### Challenge:
Copy out every line exactly as given.
----- Information given -----
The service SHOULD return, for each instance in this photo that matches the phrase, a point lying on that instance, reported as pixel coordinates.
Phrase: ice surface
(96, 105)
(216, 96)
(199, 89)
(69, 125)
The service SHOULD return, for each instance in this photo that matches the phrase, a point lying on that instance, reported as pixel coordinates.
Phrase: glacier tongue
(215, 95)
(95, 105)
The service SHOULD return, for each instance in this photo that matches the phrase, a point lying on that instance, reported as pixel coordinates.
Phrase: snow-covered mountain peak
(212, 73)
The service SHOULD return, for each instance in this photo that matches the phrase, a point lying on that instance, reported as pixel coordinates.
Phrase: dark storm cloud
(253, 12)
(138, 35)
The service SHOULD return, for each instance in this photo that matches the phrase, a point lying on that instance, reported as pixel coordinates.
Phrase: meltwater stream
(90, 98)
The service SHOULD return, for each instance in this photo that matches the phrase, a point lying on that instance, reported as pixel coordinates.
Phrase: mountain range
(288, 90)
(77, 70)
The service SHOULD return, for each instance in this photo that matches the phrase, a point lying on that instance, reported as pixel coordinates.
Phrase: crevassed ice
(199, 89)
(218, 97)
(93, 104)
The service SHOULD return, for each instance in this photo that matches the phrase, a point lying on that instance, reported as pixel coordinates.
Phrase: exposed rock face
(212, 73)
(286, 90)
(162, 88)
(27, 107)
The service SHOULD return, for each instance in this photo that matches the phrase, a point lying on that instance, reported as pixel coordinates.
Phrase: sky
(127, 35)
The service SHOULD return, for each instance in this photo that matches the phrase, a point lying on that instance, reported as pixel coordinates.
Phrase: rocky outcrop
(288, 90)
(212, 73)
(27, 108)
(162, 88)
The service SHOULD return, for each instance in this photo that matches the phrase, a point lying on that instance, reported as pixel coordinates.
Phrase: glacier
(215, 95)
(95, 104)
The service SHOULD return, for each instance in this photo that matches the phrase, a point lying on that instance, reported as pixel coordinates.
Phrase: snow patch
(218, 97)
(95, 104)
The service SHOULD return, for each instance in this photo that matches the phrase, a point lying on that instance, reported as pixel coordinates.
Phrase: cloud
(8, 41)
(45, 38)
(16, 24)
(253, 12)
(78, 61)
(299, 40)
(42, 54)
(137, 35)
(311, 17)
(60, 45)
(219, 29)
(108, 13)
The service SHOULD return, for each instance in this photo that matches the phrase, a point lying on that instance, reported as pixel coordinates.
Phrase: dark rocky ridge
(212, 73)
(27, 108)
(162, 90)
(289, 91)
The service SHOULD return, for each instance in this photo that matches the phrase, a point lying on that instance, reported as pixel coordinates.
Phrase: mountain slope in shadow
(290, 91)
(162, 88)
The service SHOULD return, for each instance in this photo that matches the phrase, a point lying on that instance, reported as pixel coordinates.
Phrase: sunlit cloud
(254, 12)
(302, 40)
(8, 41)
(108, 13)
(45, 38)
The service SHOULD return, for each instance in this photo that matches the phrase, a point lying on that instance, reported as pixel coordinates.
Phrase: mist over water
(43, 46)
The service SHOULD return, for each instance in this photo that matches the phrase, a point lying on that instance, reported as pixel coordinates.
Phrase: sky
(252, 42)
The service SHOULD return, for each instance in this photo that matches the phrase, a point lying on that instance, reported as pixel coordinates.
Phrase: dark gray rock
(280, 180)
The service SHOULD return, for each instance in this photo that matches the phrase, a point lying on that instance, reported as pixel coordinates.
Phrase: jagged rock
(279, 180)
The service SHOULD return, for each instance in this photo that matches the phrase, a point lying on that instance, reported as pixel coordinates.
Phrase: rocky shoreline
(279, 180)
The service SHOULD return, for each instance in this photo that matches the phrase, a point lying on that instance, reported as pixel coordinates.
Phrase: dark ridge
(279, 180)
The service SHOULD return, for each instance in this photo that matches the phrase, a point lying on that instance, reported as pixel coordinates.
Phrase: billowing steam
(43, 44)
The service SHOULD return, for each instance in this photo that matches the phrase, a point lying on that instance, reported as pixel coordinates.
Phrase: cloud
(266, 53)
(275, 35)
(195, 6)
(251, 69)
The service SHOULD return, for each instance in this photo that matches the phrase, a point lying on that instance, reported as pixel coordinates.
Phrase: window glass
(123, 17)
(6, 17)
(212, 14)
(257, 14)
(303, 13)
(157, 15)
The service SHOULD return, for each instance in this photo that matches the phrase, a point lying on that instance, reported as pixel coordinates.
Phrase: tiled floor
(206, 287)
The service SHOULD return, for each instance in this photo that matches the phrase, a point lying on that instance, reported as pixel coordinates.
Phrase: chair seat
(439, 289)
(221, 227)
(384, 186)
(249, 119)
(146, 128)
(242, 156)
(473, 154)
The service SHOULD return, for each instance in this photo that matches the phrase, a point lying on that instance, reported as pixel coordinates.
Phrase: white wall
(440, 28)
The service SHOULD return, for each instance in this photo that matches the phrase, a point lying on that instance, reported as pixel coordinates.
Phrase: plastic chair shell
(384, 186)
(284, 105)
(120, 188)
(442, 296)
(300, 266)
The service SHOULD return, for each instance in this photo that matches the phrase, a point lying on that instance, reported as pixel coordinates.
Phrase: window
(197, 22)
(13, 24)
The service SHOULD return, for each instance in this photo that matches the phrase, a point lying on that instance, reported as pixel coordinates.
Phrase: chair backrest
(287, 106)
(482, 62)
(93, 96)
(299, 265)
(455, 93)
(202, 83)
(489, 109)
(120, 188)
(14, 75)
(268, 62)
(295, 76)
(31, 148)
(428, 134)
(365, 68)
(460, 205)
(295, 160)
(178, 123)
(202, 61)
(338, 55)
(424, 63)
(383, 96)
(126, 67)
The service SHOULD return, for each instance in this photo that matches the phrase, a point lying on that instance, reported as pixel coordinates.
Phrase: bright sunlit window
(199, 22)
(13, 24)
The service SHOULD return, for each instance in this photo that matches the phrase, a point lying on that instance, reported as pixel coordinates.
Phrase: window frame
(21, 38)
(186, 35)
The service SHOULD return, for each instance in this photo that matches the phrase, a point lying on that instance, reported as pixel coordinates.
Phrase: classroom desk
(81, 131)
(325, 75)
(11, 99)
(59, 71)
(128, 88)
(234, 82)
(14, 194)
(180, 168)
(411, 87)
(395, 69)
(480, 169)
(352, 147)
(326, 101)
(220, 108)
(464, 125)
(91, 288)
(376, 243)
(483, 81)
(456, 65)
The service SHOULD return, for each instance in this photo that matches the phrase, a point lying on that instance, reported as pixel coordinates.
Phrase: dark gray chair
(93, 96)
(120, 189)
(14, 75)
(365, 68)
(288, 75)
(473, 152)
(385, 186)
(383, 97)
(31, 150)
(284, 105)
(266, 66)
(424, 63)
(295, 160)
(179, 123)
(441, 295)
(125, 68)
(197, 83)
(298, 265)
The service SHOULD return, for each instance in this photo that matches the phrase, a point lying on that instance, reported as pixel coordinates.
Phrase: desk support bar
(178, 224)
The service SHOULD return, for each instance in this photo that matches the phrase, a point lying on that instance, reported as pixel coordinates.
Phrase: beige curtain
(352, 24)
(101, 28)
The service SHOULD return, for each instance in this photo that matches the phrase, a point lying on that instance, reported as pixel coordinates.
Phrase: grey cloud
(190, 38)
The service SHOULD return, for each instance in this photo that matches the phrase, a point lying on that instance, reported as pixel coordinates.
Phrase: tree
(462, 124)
-----
### Final answer:
The service SHOULD return, for each instance in this photo that matches the phrase, a point lying on that instance, reported as pixel coordinates.
Phrase: ice surface
(96, 105)
(216, 96)
(199, 89)
(69, 125)
The service SHOULD return, for each instance in this photo that matches the phrase, a point lying on that instance, reported as pixel coordinates.
Phrase: glacier tongue
(215, 95)
(95, 105)
The service SHOULD return, for each instance in this photo that matches the phrase, a point lying on that instance, reported as pixel coordinates.
Phrase: snow-covered mountain peak
(212, 73)
The service SHOULD return, for each instance in this photo that matches the phrase, a point lying on that instance, reported as pixel coordinates.
Phrase: dark storm cloud
(253, 12)
(138, 35)
The service SHOULD return, for each instance in this photo that matches the phrase, a point lying on that instance, reported as pixel coordinates.
Phrase: meltwater stream
(90, 98)
The service SHOULD return, for each instance in this photo that matches the phrase, a point lying on that instance, reported as pixel coordinates.
Phrase: mountain range
(288, 90)
(77, 70)
The service SHOULD return, for each instance in this photo that matches the phrase, a point lying on that instance, reported as pixel coordinates.
Phrase: crevassed ice
(199, 89)
(218, 97)
(93, 104)
The service SHOULD return, for each instance in this photo that matches the phrase, a point lying on that instance, reported as pixel coordinates.
Phrase: exposed rock face
(212, 73)
(286, 90)
(162, 88)
(27, 107)
The service SHOULD return, for each instance in this photo that matches the phrase, a point lying on that instance, reported as pixel coordinates.
Phrase: sky
(127, 35)
The service SHOULD return, for each instance in this photo that matches the phrase, a point lying on that instance, reported as pixel coordinates.
Phrase: rocky outcrop
(288, 90)
(212, 73)
(27, 108)
(162, 88)
The service SHOULD return, for each instance in this photo that matches the phrase, a point lying on that instance, reported as pixel coordinates.
Phrase: glacier
(215, 95)
(95, 104)
The service SHOULD return, for each instance in this photo that matches the phrase, a point lying on that instance, reported as pixel coordinates.
Phrase: snow patch
(218, 97)
(95, 104)
The service SHOULD return, for each instance in this photo that matches the phrase, a point lying on that instance, reported as pixel coordinates.
Phrase: cloud
(8, 41)
(45, 38)
(16, 24)
(253, 12)
(78, 61)
(299, 40)
(42, 54)
(137, 35)
(311, 17)
(60, 45)
(219, 29)
(108, 13)
The service SHOULD return, for each instance in this photo that matches the phrase, a point lying on that instance, reported as pixel coordinates.
Phrase: dark rocky ridge
(212, 73)
(27, 108)
(162, 90)
(289, 91)
The service SHOULD return, for each instance in this photo that matches the phrase, a point lying on that instance, reported as pixel coordinates.
Phrase: mountain slope in shadow
(290, 91)
(162, 88)
The service SHOULD return, for each instance in this photo that matches the phrase, a point lying on that instance, reported as pixel coordinates.
Phrase: sunlit cloud
(254, 12)
(302, 40)
(8, 41)
(108, 13)
(45, 38)
The service SHOULD return, for each instance in this photo that matches the phrase, a point lying on that instance, reported as pixel coordinates.
Phrase: mist over water
(43, 46)
The service SHOULD return, for each instance in this photo that matches the phrase, a point lying on that instance, reported as pixel coordinates.
Phrase: sky
(252, 42)
The service SHOULD return, for each instance in this photo that matches the phrase, a point lying on that instance, reported as pixel coordinates.
Phrase: dark gray rock
(280, 180)
The service SHOULD return, for each instance in this photo that matches the phrase, a point lying on that instance, reported as pixel coordinates.
Phrase: jagged rock
(279, 180)
The service SHOULD return, for each instance in this photo that matches the phrase, a point lying on that instance, reported as pixel coordinates.
Phrase: rocky shoreline
(279, 180)
The service SHOULD return, for each instance in this photo that matches the phrase, a point lying on that instance, reported as pixel coordinates.
Phrase: dark ridge
(279, 180)
The service SHOULD return, for each instance in this photo that matches the phrase, a point lying on that instance, reported as pixel coordinates.
Phrase: billowing steam
(43, 44)
The service SHOULD return, for each instance in this photo that matches the phrase, a point lying on that instance, reported as pixel coordinates.
Phrase: cloud
(266, 53)
(275, 35)
(195, 6)
(251, 69)
The service SHOULD return, for each instance in this photo that matches the phrase, a point lying on that instance, reported as pixel coordinates.
Phrase: window glass
(123, 17)
(6, 17)
(212, 14)
(257, 14)
(303, 13)
(157, 15)
The service SHOULD return, for each instance in this photo that matches the phrase, a point lying on that instance, reported as pixel coordinates.
Phrase: tiled floor
(206, 287)
The service SHOULD return, for each instance in this photo that matches the phrase, a point lying on that instance, reported as pixel coordinates.
Phrase: chair seat
(439, 289)
(221, 227)
(384, 186)
(249, 119)
(146, 128)
(242, 156)
(473, 154)
The service SHOULD return, for each instance in this photo that matches the phrase, a point lying on that instance, reported as pixel coordinates.
Phrase: white wall
(440, 28)
The service SHOULD return, for each instance in this photo that matches the phrase, a point lying on that instance, reported as pixel coordinates.
Phrase: plastic chair shell
(384, 186)
(284, 105)
(120, 188)
(442, 296)
(300, 266)
The service SHOULD return, for each instance in this photo that matches the phrase, a point lying on that instance, reported as pixel coordinates.
Phrase: window
(197, 22)
(13, 24)
The service SHOULD return, for each instance in this photo that matches the phrase, a point lying on that instance, reported as pixel coordinates.
Phrase: chair backrest
(287, 106)
(482, 62)
(93, 96)
(299, 265)
(455, 93)
(202, 83)
(489, 109)
(120, 188)
(14, 75)
(268, 62)
(295, 76)
(31, 148)
(428, 134)
(365, 68)
(460, 205)
(295, 160)
(178, 123)
(202, 61)
(338, 55)
(424, 63)
(383, 96)
(126, 67)
The service SHOULD return, for each instance in this photo that matches the phrase, a point lying on that instance, reported as pixel coordinates.
Phrase: bright sunlit window
(199, 22)
(13, 24)
The service SHOULD return, for each instance in this photo that matches the phrase, a point lying on that instance, reported as pixel coordinates.
Phrase: window frame
(21, 38)
(186, 35)
The service SHOULD return, for each instance in this photo that matches the phrase, a point lying on that instance, reported as pixel coordinates.
Phrase: classroom desk
(81, 131)
(325, 75)
(11, 99)
(59, 71)
(128, 88)
(234, 82)
(14, 194)
(180, 168)
(411, 87)
(395, 69)
(480, 169)
(352, 147)
(326, 101)
(220, 108)
(464, 125)
(91, 288)
(376, 243)
(483, 81)
(456, 65)
The service SHOULD return, for each instance in this photo that matches the phrase, a point lying on that instance, reported as pixel coordinates.
Phrase: dark gray chair
(93, 96)
(120, 189)
(14, 75)
(365, 68)
(288, 75)
(473, 152)
(385, 186)
(383, 97)
(31, 150)
(284, 105)
(266, 66)
(424, 63)
(295, 160)
(179, 123)
(441, 295)
(125, 68)
(197, 83)
(298, 265)
The service SHOULD return, for each instance in this photo that matches the phrase, a point lying on that instance, reported as pixel coordinates.
Phrase: desk support bar
(178, 224)
The service SHOULD return, for each instance in this photo that matches the phrase, a point lying on that instance, reported as pixel coordinates.
Phrase: beige curtain
(352, 24)
(101, 28)
The service SHOULD return, for each instance in this photo that matches the phrase, a point lying on that instance, reported as pixel coordinates.
Phrase: grey cloud
(190, 38)
The service SHOULD return, for each instance in this photo that matches the phrase, a point lying on that instance, reported as pixel coordinates.
Phrase: tree
(462, 124)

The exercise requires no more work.